Take the data below and repeat it exactly.

***

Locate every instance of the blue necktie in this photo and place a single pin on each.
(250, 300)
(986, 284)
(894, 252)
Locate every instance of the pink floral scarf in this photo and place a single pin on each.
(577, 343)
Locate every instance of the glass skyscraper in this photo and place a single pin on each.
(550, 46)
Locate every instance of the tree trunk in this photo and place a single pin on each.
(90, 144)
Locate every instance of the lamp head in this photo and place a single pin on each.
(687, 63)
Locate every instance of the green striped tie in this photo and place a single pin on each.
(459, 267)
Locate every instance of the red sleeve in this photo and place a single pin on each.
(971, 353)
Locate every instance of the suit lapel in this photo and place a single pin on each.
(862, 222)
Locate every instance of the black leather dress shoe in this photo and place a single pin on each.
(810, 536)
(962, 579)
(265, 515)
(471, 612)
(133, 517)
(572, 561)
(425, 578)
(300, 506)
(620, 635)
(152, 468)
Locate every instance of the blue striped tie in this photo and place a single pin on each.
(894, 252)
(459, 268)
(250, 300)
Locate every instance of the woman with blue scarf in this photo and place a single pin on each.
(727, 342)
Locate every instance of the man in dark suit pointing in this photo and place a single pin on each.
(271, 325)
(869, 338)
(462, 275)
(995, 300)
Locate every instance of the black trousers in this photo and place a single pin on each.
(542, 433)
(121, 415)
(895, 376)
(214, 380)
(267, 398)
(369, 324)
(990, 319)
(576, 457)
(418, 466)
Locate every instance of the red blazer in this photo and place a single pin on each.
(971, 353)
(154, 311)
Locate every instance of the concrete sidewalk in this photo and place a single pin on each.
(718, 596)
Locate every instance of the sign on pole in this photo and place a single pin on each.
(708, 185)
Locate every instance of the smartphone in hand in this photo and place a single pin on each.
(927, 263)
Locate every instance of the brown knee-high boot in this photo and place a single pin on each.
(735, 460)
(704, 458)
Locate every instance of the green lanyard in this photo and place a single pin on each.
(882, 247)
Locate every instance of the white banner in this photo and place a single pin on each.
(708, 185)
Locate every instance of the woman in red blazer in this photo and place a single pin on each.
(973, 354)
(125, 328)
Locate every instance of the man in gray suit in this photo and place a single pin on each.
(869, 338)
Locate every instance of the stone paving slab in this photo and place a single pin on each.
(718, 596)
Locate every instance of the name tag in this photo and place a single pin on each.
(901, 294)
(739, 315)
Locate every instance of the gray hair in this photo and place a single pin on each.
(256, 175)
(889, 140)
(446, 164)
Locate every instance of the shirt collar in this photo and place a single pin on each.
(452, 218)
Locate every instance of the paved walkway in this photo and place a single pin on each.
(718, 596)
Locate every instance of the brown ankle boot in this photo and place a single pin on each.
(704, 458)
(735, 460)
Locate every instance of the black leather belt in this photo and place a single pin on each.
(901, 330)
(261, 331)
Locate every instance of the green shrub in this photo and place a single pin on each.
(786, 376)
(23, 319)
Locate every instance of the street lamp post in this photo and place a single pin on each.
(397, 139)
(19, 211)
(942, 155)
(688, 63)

***

• _Task result_
Locate every instance of the blue necktie in this photo and place a single pin on each.
(250, 300)
(986, 284)
(894, 252)
Locate every instance of the pink floral scarf in this photo and place a single pin on each.
(577, 343)
Locate every instance of the glass skyscraper in this photo and place a single pin on each.
(550, 46)
Locate every instance of the tree trunk in this photo and place a single pin on each.
(90, 144)
Locate every instance of the lamp head in this photo and place a single pin on each.
(687, 63)
Locate every instance of the green striped tie in this photo and place a single pin on each.
(459, 267)
Locate every instance of the red sleeve in this photo and place a single pin on each.
(971, 353)
Locate every instance of the suit lapel in this photo and place a single pin on each.
(862, 222)
Locate every instance of the black leather dress shoe in this photo and place a single pin on each.
(810, 536)
(962, 579)
(265, 515)
(471, 612)
(133, 517)
(572, 561)
(425, 578)
(300, 506)
(620, 635)
(152, 468)
Locate every instance of the blue striped tie in this photo and place a single pin on each.
(894, 252)
(459, 268)
(250, 300)
Locate every instance of the woman with blue scarf in this photo and place a single pin on each.
(727, 342)
Locate every instance of the man in dark suit pointing in this photo and place a single pin on each.
(271, 325)
(869, 338)
(462, 275)
(995, 300)
Locate every instance of the black trousers in this photo and place a single pin on each.
(542, 433)
(121, 415)
(895, 376)
(214, 380)
(267, 398)
(369, 324)
(990, 319)
(576, 457)
(418, 466)
Locate every instance of the red blazer in this photo and place a single pin on each.
(971, 353)
(154, 311)
Locate every instance of the concrete sidewalk in this photo and place a single pin on each.
(718, 596)
Locate every instance of the sign on pole in this photo and place a single pin on each.
(708, 185)
Locate every instance of the smartphone in hand in this photo and place a single pin on each.
(927, 263)
Locate every instance of the brown knee-high boot in this photo and place a single pin on each.
(735, 460)
(704, 458)
Locate every instance of the green lanyard in this photo and place a single pin on each.
(882, 247)
Locate every instance of the white banner in this photo and place a single pin on each.
(708, 185)
Locate every instance of the woman in red blazer in this photo and place a single pin on each.
(973, 354)
(125, 328)
Locate every instance of the man in gray suit in this photo and place a single pin on each.
(869, 338)
Locate every instance of the stone paving slab in this photo and place a single pin on each.
(718, 596)
Locate every instance of the name tag in this photo and place a single pin on each.
(901, 294)
(739, 315)
Locate every instance of the gray hair in this photo and place a single pin on each.
(256, 175)
(889, 140)
(446, 164)
Locate every instance of the shirt collar in this photo and place a single pin on each.
(452, 218)
Locate every instance of the paved walkway in this photo and place a single pin on each.
(718, 596)
Locate every instance of the brown ankle boot in this photo and place a single pin on each.
(704, 458)
(735, 460)
Locate every instance of the black leather belt in this photo and place a single pin on each.
(901, 330)
(261, 331)
Locate every instance of the green shrub in this photo and place a single pin on each.
(786, 376)
(23, 319)
Locate every instance of the street lamp post in this photo and place a single pin on each.
(397, 139)
(19, 211)
(942, 155)
(688, 63)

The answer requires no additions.